Task to complete → Each entry below is to be transcribed exactly.

Data to examine: Begin

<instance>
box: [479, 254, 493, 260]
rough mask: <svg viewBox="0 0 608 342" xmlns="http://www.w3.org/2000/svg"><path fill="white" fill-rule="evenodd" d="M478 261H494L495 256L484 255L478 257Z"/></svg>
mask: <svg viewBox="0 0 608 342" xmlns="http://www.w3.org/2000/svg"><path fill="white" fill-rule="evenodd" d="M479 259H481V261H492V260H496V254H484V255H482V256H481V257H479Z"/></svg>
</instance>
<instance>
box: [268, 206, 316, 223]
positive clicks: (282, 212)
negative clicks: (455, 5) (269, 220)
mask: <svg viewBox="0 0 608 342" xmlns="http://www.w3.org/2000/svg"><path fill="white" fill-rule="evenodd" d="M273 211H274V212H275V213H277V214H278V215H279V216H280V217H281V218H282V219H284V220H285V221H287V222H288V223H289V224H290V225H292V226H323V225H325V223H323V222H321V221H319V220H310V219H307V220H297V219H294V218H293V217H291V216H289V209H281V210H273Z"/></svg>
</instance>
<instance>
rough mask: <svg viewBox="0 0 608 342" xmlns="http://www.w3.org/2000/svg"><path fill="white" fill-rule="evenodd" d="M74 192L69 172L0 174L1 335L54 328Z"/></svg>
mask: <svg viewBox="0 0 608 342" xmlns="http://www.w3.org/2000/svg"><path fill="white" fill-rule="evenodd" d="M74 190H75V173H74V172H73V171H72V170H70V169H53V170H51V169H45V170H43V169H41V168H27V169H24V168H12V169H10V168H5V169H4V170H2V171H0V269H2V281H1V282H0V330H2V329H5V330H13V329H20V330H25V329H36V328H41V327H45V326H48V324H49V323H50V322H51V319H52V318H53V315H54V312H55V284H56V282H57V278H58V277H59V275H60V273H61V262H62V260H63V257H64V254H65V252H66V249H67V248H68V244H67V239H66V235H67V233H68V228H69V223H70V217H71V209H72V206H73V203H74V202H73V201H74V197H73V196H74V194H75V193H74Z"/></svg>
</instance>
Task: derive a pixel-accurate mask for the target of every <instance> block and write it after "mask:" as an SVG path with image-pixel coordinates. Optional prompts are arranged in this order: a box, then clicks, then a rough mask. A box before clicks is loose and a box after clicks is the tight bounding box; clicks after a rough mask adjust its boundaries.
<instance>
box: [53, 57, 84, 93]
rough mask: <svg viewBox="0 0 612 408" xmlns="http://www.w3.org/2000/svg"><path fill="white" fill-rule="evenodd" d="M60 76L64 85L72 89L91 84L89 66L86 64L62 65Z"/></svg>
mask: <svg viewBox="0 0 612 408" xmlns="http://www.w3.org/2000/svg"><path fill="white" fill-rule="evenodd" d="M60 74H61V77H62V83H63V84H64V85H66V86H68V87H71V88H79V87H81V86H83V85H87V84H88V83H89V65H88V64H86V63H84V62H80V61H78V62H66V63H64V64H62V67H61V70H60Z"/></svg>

Data to examine: End

Worked solution →
<instance>
box: [479, 254, 493, 260]
rough mask: <svg viewBox="0 0 608 342" xmlns="http://www.w3.org/2000/svg"><path fill="white" fill-rule="evenodd" d="M478 261H494L495 256L484 255L478 257Z"/></svg>
mask: <svg viewBox="0 0 608 342" xmlns="http://www.w3.org/2000/svg"><path fill="white" fill-rule="evenodd" d="M479 259H481V261H492V260H496V254H484V255H482V256H481V257H479Z"/></svg>
</instance>
<instance>
box: [268, 206, 316, 223]
positive clicks: (282, 212)
negative clicks: (455, 5) (269, 220)
mask: <svg viewBox="0 0 608 342" xmlns="http://www.w3.org/2000/svg"><path fill="white" fill-rule="evenodd" d="M273 211H274V212H275V213H277V214H278V215H279V216H280V217H281V218H282V219H284V220H285V221H287V222H288V223H289V224H290V225H292V226H323V225H325V223H323V222H321V221H319V220H310V219H307V220H297V219H294V218H293V217H291V216H289V209H281V210H273Z"/></svg>
</instance>
<instance>
rough mask: <svg viewBox="0 0 608 342" xmlns="http://www.w3.org/2000/svg"><path fill="white" fill-rule="evenodd" d="M74 192L69 172L0 174L1 335L54 328Z"/></svg>
mask: <svg viewBox="0 0 608 342" xmlns="http://www.w3.org/2000/svg"><path fill="white" fill-rule="evenodd" d="M74 190H75V173H74V172H73V171H72V170H70V169H53V170H51V169H45V170H43V169H41V168H27V169H24V168H12V169H10V168H5V169H4V170H2V171H0V269H2V281H1V282H0V330H2V329H5V330H13V329H20V330H25V329H36V328H41V327H45V326H48V324H49V323H50V322H51V319H52V318H53V315H54V312H55V284H56V282H57V278H58V277H59V275H60V273H61V262H62V260H63V257H64V254H65V252H66V249H67V248H68V244H67V239H66V235H67V233H68V228H69V223H70V217H71V209H72V206H73V203H74V202H73V201H74V197H73V196H74V194H75V193H74Z"/></svg>
</instance>
Task: derive a pixel-accurate mask for the target of every <instance> block and write it after "mask:" as an SVG path with image-pixel coordinates. Optional prompts are arranged in this order: a box, then clicks, then a rough mask. A box before clicks is loose and a box after clicks is the tight bounding box; clicks after a rough mask adjust its boundaries.
<instance>
box: [53, 57, 84, 93]
rough mask: <svg viewBox="0 0 612 408" xmlns="http://www.w3.org/2000/svg"><path fill="white" fill-rule="evenodd" d="M60 76L64 85L72 89L91 84L89 66L86 64L62 65Z"/></svg>
mask: <svg viewBox="0 0 612 408" xmlns="http://www.w3.org/2000/svg"><path fill="white" fill-rule="evenodd" d="M60 74H61V77H62V83H63V84H64V85H66V86H68V87H71V88H79V87H81V86H83V85H87V84H88V83H89V65H88V64H86V63H84V62H80V61H78V62H66V63H64V64H62V67H61V70H60Z"/></svg>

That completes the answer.